Estratto selezionato

● ● ● ● ●

Quando la musica classica è creata apposta per far dormire l'uditorio
Roma. La storia della musica moderna e contemporanea è disseminata di sperimentazioni. Si pensi ai 4’33” di John Cage e ai suoi pianoforti preparati, alle manipolazioni del suono proposte dalla musica acusmatica. E ancora alle composizioni al limite del surreale come il Quartetto per archi ed elicotteri di Karlheinz Stockhausen.
Ultimo in ordine di tempo a cimentarsi in questo universo è il compositore Max Richter, poliedrico musicista britannico, tra i più importanti esponenti del minimalismo musicale. Gli amanti delle categorie collocano Richter nella corrente del neoclassicismo. Per chi disdegna queste etichette, come il sottoscritto, Richter è un compositore originale, la cui musica val la pena essere conosciuta e approfondita. Anche quando si dorme. “Sleep” – questo il titolo dell’ultima creazione del compositore – è un brano di musica per pianoforte, voce, archi e sintetizzatori. Sin qui nulla di nuovo. Se non fosse per la durata. Una partitura di otto ore, creata per capire come la mente funzioni durante il sonno e come la musica e la coscienza possano connettersi in maniera inusuale. Lanciato in anteprima sulla rete in una “prima virtuale” il quattro settembre 2015, il brano è stato eseguito dal vivo qualche giorno fa a Berlino. Trecento posti a sedere. Pardon: trecento posti letto dislocati tra le alte volte della Kraftwerk, la vecchia centrale elettrica riconvertita in spazio artistico ed espositivo nel centro di Berlino e che dal 2013 ospita il festival annuale Berlin Atonal. Altri posti liberi per i sacchi a pelo. Appuntamento a mezzanotte in punto, poche parole e il viaggio ha inizio.

● ● ● ● ●

Dati in ingresso
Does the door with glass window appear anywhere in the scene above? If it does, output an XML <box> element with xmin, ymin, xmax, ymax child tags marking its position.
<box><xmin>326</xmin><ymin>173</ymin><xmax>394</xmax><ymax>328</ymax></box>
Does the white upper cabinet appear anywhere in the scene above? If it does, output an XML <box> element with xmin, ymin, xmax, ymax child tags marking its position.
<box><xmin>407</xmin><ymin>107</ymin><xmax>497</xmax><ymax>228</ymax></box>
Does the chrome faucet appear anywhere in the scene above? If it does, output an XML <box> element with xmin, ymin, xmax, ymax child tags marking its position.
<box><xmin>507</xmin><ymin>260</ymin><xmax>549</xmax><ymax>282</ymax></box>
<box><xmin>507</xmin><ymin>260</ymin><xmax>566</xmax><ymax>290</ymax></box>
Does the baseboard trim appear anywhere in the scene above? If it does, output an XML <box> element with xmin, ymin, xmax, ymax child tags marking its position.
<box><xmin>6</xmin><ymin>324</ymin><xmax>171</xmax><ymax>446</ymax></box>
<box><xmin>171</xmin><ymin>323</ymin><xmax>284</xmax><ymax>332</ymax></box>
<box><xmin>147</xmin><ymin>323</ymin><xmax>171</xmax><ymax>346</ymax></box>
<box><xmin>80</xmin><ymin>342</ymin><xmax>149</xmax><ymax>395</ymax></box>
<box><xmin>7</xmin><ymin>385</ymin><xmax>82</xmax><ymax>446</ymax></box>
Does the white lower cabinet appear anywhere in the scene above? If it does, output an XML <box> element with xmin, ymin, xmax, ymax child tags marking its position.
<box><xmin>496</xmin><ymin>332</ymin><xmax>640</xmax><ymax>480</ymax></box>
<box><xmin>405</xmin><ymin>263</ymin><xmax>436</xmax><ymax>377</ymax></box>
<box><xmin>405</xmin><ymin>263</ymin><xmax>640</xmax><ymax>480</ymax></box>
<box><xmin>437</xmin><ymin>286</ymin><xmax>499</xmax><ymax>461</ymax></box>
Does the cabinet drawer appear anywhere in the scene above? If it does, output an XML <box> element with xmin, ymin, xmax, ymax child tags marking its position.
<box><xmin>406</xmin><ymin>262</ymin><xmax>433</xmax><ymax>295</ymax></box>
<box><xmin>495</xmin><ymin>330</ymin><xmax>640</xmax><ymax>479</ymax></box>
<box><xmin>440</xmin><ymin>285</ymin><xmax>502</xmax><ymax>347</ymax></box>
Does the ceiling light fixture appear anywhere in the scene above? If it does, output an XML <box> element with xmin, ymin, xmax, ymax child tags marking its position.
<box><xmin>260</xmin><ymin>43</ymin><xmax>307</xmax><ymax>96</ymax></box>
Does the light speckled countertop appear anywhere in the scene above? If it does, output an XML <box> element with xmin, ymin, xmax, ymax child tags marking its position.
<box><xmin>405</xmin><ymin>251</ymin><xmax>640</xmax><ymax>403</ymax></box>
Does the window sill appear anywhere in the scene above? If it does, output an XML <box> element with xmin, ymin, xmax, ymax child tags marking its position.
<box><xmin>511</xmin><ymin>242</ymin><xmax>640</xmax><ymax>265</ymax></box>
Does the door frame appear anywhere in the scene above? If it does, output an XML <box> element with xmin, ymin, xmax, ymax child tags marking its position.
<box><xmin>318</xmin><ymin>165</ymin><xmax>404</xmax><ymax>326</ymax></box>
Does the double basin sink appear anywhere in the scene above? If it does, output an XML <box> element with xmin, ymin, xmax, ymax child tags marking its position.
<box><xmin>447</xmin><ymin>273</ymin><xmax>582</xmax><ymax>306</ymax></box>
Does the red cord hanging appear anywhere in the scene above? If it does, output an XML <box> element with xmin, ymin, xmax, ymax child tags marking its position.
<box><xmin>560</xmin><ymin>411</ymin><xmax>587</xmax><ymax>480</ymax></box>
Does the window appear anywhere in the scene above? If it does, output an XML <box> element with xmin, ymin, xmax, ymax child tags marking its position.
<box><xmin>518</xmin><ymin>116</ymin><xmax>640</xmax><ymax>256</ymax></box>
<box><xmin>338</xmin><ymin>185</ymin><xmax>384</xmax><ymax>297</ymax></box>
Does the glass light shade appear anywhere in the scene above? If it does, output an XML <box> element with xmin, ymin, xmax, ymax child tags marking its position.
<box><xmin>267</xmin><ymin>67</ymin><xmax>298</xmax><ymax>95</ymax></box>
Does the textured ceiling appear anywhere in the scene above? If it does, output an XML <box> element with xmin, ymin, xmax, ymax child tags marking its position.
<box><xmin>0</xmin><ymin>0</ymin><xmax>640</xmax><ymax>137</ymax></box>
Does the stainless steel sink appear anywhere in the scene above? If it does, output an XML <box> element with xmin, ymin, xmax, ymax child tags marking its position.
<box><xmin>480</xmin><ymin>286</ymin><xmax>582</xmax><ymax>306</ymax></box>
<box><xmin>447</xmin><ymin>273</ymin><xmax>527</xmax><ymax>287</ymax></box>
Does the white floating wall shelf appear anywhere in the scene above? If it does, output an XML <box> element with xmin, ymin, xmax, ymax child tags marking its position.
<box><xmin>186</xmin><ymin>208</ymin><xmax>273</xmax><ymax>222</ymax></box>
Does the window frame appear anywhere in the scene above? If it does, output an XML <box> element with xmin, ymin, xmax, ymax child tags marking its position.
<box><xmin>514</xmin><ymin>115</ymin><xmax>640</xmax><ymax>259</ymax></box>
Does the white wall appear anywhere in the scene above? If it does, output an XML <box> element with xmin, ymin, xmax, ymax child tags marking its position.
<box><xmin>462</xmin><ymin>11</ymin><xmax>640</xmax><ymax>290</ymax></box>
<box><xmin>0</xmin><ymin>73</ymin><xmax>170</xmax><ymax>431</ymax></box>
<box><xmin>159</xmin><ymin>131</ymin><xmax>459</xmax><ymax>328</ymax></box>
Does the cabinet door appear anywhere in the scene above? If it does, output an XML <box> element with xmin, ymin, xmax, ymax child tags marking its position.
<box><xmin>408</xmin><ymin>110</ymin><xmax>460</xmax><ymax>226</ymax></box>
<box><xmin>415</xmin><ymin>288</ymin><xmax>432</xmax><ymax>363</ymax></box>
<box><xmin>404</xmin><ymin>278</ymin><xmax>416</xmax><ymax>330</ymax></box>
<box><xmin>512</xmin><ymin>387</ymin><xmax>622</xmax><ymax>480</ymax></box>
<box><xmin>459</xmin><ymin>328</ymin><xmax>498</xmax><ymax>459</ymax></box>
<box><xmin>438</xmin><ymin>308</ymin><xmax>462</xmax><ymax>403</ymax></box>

● ● ● ● ●

Compiti da svolgere
a: Elenchi tutti i compositori nominati nell'articolo su "Sleep" di Max Richter.
b: Ricopi dall'articolo su "Sleep" di Max Richter il passo che va da "Quando la musica" fino a "di Karlheinz Stockhausen." incluso.
c: Prosegua l'articolo su "Sleep" di Max Richter, ripartendo subito dopo l'ultima frase riportata.

Risposte ai compiti
a:
John Cage
Karlheinz Stockhausen
Max Richter

b:
Quando la musica classica è creata apposta per far dormire l'uditorio
Roma. La storia della musica moderna e contemporanea è disseminata di sperimentazioni. Si pensi ai 4’33” di John Cage e ai suoi pianoforti preparati, alle manipolazioni del suono proposte dalla musica acusmatica. E ancora alle composizioni al limite del surreale come il Quartetto per archi ed elicotteri di Karlheinz Stockhausen.

c:
Una performance di "Sleep" di Max Richter, a Berlino, il 16 marzo.
Il compositore esordisce spiegando che “è una ninna nanna strumentale ed elettronica, ma non si tratta di musica ambient come quella delle spa. E’ anche una riflessione sull’accelerazione delle nostre vite. Un luogo di riposo, un punto su cui fermarsi”. “Ci si vede dall’altra parte”, dice Richter al pubblico. C’è chi dorme, chi si muove in piagiama tra le brande. Sicuramente, ascoltare musica durante il sonno non farà male anche se l’argomento non può essere ridotto in maniera troppo semplicistica, ritiene la dottoressa Federica Provini, del laboratorio di Polisonnografia dell’Istituto di scienze neurologiche di Bologna e segretario dell’Aims (Associazione italiana di medicina del sonno).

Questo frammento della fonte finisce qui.